> _WORK TO DO_
a - According to the Yodit Getahun biography, in which city was she born?
b - Extend the Yodit Getahun biography, picking up right after its last sentence.

> _SOURCE_
=====

Yodit Getahun (born 12 February 1985) is an Ethiopian beauty pageant contestant. She was crowned Miss Ethiopia World for 2003, represented Ethiopia in three International pageants, and was awarded two titles. She participated in the "Miss Tourism of the Globe" Contest in Moscow, Russia where she won a minor sponsor title called "Miss Neva 2003". She was awarded the "Miss Congeniality" title at Miss Earth beauty pageant in Manila, Philippines. She was also sponsored by London-based Ethiopian Life Foundation, and participated in the Miss International Beauty Pageant in Tokyo, Japan.

Early life
Yodit Getahun was born in Dire Dawa, Ethiopia in 1985. She attended Addis Ababa University but did not graduate.

Miss Ethiopia World and controversy
In 2003, Getahun won the Miss Ethiopia World beauty pageant, run by the London-based Ethiopian Life Foundation. As the winner of the title, Getahun was due to be paid 30,000 ETBirr over her year as title holder, to be the spokesperson for the Ethiopian Life Foundation. She started working with Dawn of Hope, and Ethiopian association working against HIV/AIDS, on a promotional film, but did so with permission from her managers at the Ethiopian Life Foundation, in breach of her contract. The project was ultimately unfinished.

=====

[Excerpts from a detection dataset]
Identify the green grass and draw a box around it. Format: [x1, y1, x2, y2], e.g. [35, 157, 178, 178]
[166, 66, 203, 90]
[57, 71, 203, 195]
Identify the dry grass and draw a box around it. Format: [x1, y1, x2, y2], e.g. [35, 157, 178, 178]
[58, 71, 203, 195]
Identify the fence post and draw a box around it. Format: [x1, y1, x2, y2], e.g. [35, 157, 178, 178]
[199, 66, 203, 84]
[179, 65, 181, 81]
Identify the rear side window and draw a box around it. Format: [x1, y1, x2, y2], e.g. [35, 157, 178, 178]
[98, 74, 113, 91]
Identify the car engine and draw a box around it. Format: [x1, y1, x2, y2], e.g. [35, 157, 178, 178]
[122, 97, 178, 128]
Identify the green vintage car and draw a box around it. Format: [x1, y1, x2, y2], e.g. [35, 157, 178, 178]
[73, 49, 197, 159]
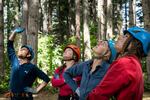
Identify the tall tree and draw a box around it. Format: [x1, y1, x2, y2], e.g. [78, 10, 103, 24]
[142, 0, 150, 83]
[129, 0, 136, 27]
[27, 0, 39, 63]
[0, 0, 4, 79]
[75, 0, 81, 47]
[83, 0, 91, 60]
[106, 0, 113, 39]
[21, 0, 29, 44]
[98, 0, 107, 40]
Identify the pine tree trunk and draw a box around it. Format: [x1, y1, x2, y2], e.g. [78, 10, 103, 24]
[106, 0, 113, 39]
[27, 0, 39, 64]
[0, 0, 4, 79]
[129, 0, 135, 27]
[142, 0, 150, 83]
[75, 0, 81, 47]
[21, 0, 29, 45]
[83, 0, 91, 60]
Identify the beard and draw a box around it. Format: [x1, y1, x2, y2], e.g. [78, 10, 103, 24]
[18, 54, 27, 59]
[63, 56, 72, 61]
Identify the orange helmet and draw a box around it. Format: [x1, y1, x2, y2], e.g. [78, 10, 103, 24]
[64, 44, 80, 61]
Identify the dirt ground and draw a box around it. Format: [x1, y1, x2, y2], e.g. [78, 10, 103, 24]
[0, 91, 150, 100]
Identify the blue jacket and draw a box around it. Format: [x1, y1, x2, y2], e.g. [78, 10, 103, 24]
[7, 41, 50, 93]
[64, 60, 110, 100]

=====

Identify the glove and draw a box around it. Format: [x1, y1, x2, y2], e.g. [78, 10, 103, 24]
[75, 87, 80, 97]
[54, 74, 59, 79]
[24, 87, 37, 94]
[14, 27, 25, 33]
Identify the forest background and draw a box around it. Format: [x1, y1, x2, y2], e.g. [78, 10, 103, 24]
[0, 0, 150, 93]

=====

> _TASK-BY-TASK ANSWERS_
a - Dire Dawa, Ethiopia.

b -
The controversy escalated when Getahun refused to return to Ethiopia after representing Ethiopia at Miss International 2003 and Miss Earth 2003, suspending her education and remaining in the Philippines for almost 6 months after the Miss Earth pageant to try to secure movie deals. She was therefore stripped of her title mid-reign in February 2004, becoming the only Ethiopian girl ever to be stripped of a national beauty title. She was succeeded by her first runner up, Muna Fikremariam.

Getahun also never returned to Ethiopia to hand over her crown to her successor at Miss Universe Ethiopia 2004, Ferehiyewot Abebe, who went on to become the first Ethiopian girl to go to Miss Universe in 2004.

Getahun apparently returned to Ethiopia in March 2006.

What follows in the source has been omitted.